Немцы, выждав, пока мы развернулись, и, изучив примерно наше расположение, начали ярый миномётный обстрел и довольно систематичный.

Мы быстро выкопали щели – был песок. Но как только немцы стали кидать мины, щели обвалились и превратились в ямы. Появились раненые, санитары.

В моей щели я раздолбил старый пень – оказалось осиное гнездо. Две осы меня ужалили в лоб и шею. Я говорил ребятам: «Две осы ужалили, третьей не миновать…». Самому это казалось тем более странным, что раньше я боялся ос, пчёл и шмелей, и никогда они меня не жалили, не имел представления об этом.

Солдаты стали очень послушны, забылись старые ссоры. Сомневался только в Стрелке: он был весь бледный, осунувшийся – любимец Шило. Больше всего надеялся на Стрижакова. Задорожного не мог понять, но чувствовал – не подведёт.

12 часов. Сигнал. Даю команду: «К орудию», – и кулаки машинально сжимаются. Секунда колебаний, Задорожный ожесточился и метнулся к орудию. Стрижаков спокойно, осторожно, ловко занял своё место. Выпрыгнул четвёртый номер. Я взглянул на Стрелку. Он втянул шею и торопливо бормочет: «Всем-то, зачем… они справятся… в случае, я сразу выскочу. Снаряды близко».

Мне стало противно от этого бормотания, но решил дать ему прийти в себя. Тем более расчёт, не замечая отсутствия третьего номера и зная, в чём дело, и понимая, великодушно приготовился работать втроём.

Снаряд был в патроннике. «Огонь!» Навожу бинокль на сарай, где должен упасть снаряд. Недолёт. Тот берег выше. Прицел пять и пять десятых. Сарай заволокло дымом. Ещё снаряд, ещё...

Правее был пулемёт, метрах в десяти от сарая. Задорожный повернул ко мне голову: «По пулемету?» – «Вали». Два снаряда, ещё выстрел.

И в тот же миг вспышка на траве в двух-трёх метрах от лафета. Не поспела промелькнуть у меня мысль, как Задорожный за меня крикнул: «В щель!» – и расчёт, как три камня, метнулся от орудия. Вторая мина – перелёт метров десять. Справа, слева, спереди. Душно… горячие волны жгут шею, хочется руки втолкнуть в песок и прижаться к ней плотнее – к матушке-земле.

Шестью минами ответили немцы моей пушке. Она спокойно стояла невредимая. Кругом срезанные осколками ветки, сучья. Когда дым рассеялся, то хорошо видно было горевший сарай. По ржи метались немцы.

 Даю команду: «К орудию!». Стрелке скомандовал особо, и он, как уж, закорчился по-пластунски к станинам. Опять снарядов пять-шесть, и опять завыли мины. Но на этот раз они ложились менее точно и густо. Они уже летели торопливо, невпопад.

На третий раз перестрелка повторилась так же. Хотел перекатить пушку на другое место, но Задорожный и Стрижаков не посоветовали. Начали стрелять в четвёртый раз. Стрельба со стороны немцев стала реже.

Послышалось: «Ура!» Иваны пошли в атаку с пустыми автоматами, спускались в реку и выбегали на тот берег. Стрельбу остановил. Выпустил более двух десятков снарядов, а Дмитриев – только три, так как орудие было повреждено. Послал связного за лошадьми.

Задания:
(1) Почему, судя по рассказу о бое у реки, Дмитриев выпустил только три снаряда? Ответьте в одном–трех предложениях.
(2) Продолжите рассказ о бое у реки с фразы, которая идет сразу после его последнего предложения.

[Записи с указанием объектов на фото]

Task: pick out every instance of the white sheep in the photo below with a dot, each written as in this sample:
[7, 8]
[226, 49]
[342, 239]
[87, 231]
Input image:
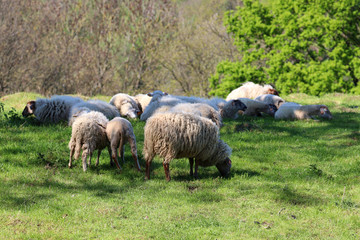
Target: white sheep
[126, 105]
[271, 99]
[120, 131]
[52, 110]
[89, 134]
[290, 110]
[183, 135]
[200, 109]
[255, 108]
[107, 109]
[251, 90]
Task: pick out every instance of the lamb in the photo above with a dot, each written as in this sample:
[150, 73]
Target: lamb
[270, 99]
[251, 90]
[180, 135]
[89, 134]
[290, 110]
[255, 108]
[52, 110]
[119, 131]
[199, 109]
[126, 105]
[108, 110]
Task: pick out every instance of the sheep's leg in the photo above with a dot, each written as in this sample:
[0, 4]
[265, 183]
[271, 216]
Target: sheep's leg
[72, 150]
[84, 158]
[167, 170]
[97, 160]
[191, 161]
[114, 156]
[196, 168]
[132, 143]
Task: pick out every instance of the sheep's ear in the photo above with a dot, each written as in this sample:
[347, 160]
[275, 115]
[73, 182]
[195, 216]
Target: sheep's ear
[101, 125]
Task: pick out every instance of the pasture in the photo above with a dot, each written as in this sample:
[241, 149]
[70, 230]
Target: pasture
[289, 180]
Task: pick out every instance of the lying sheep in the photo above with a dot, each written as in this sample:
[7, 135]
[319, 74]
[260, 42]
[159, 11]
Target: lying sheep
[89, 134]
[251, 90]
[270, 99]
[108, 110]
[255, 108]
[52, 110]
[126, 105]
[180, 135]
[120, 131]
[143, 100]
[199, 109]
[290, 110]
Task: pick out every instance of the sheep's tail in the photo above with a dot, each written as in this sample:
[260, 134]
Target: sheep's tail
[77, 148]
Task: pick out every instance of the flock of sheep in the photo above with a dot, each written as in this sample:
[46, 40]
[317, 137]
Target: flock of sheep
[176, 126]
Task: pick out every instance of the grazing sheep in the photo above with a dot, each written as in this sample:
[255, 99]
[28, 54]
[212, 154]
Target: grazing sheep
[126, 105]
[270, 99]
[108, 110]
[52, 110]
[290, 110]
[163, 102]
[120, 131]
[143, 100]
[251, 90]
[89, 134]
[180, 135]
[255, 108]
[200, 109]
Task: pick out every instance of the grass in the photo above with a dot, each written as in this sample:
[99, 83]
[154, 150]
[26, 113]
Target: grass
[290, 180]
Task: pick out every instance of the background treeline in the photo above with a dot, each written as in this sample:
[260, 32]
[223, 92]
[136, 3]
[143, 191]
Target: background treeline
[190, 47]
[94, 47]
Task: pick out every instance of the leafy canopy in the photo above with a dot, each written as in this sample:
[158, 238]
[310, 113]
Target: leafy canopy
[303, 46]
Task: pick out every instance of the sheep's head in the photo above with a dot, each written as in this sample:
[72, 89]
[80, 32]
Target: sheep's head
[239, 105]
[29, 108]
[129, 109]
[224, 167]
[271, 110]
[325, 112]
[273, 91]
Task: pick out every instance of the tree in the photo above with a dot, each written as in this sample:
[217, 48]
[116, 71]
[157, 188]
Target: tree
[303, 46]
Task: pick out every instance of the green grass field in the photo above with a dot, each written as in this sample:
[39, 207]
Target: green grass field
[289, 180]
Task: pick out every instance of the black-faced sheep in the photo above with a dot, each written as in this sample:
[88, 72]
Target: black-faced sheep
[89, 134]
[126, 105]
[200, 109]
[291, 111]
[251, 90]
[183, 135]
[270, 99]
[120, 131]
[255, 108]
[52, 110]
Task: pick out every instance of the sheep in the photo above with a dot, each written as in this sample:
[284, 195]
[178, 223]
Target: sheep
[159, 103]
[179, 135]
[255, 108]
[52, 110]
[119, 131]
[126, 105]
[270, 99]
[89, 134]
[199, 109]
[226, 109]
[290, 110]
[251, 90]
[108, 110]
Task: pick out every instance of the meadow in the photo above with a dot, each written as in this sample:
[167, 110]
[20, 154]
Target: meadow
[289, 180]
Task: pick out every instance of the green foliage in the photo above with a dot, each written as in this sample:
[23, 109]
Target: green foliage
[289, 180]
[300, 46]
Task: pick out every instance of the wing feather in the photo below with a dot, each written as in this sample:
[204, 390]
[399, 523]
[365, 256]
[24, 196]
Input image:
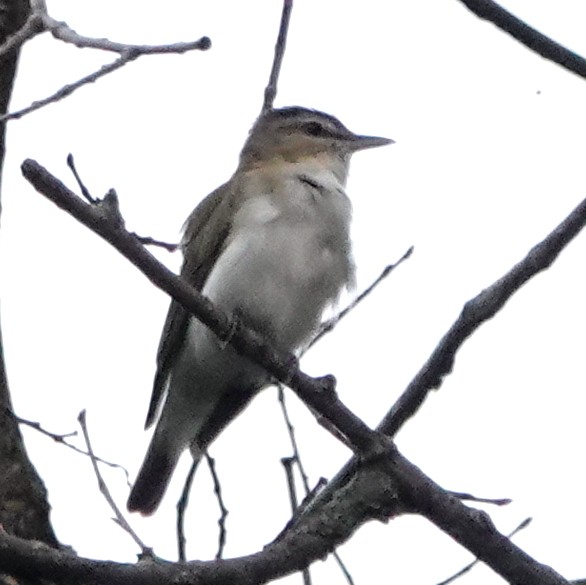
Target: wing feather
[205, 233]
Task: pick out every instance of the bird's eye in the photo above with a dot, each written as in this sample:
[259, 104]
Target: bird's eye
[314, 129]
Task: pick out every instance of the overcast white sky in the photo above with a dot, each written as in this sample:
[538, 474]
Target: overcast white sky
[488, 159]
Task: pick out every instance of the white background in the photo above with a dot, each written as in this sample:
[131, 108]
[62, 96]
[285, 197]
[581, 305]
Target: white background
[489, 158]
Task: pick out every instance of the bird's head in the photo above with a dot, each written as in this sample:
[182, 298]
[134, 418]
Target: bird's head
[294, 134]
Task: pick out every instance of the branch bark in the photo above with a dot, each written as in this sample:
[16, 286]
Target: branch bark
[398, 487]
[527, 35]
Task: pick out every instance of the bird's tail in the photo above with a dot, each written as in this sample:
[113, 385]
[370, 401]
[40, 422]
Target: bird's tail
[154, 476]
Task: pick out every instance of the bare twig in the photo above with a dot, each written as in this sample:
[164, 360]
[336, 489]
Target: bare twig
[292, 437]
[223, 510]
[67, 90]
[61, 31]
[32, 26]
[40, 21]
[413, 490]
[475, 312]
[271, 88]
[288, 463]
[148, 241]
[329, 325]
[530, 37]
[118, 516]
[145, 240]
[84, 190]
[318, 393]
[182, 504]
[468, 567]
[472, 498]
[62, 439]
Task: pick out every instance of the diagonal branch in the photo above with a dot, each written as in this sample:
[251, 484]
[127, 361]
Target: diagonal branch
[105, 220]
[475, 312]
[271, 88]
[386, 483]
[530, 37]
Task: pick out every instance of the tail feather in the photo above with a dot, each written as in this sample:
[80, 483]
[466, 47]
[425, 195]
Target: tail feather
[153, 479]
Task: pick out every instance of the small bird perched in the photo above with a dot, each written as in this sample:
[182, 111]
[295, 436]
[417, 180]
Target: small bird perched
[272, 246]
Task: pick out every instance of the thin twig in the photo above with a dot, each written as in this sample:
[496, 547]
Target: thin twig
[84, 190]
[223, 510]
[288, 463]
[63, 32]
[40, 21]
[61, 438]
[468, 567]
[119, 517]
[271, 88]
[329, 325]
[530, 37]
[145, 240]
[472, 498]
[148, 241]
[292, 437]
[32, 26]
[475, 312]
[67, 90]
[317, 393]
[296, 459]
[182, 504]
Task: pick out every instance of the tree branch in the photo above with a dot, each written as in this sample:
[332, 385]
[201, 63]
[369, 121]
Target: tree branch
[396, 486]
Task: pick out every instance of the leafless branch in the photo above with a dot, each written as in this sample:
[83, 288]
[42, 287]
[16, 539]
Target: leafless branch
[292, 438]
[62, 439]
[329, 325]
[402, 485]
[148, 241]
[40, 21]
[119, 518]
[468, 567]
[472, 498]
[223, 510]
[288, 463]
[105, 220]
[475, 312]
[61, 31]
[182, 504]
[32, 26]
[530, 37]
[271, 89]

Ответы по заданиям:
(1) Дмитриев выпустил только три снаряда, потому что его орудие было повреждено.

(2)
Вышли к реке. Река была в месте брода глубиной около метра, шириной – 20–25 метров. Перешли реку, с трудом забрались на крутой берег и двинулись вдоль берега. Батальон уже рассыпался по полю в километре от нас.

…Попался хутор «Б»8. Нашли молока кислого, сала, подзакусили. Жители сидели в подвалах. Около [построек] хутора валялись свежие немецкие трупы, уже без сапог. Кругом, не имея направления, бродили отдельные кучки солдат и стали попадаться с других батальонов и полков, и даже с соседней дивизии. Встретили заместителя комбата капитана Лутовича. Он спрашивает: «Где комбат, где батальон?». Мы ожидали, что нас будет ругать, что отстали, а он сам имеет виноватое выражение лица. Выяснилось. Батальон и даже полк взяли неправильное направление. Наш батальон разошёлся поротно. Руководства ротами не было.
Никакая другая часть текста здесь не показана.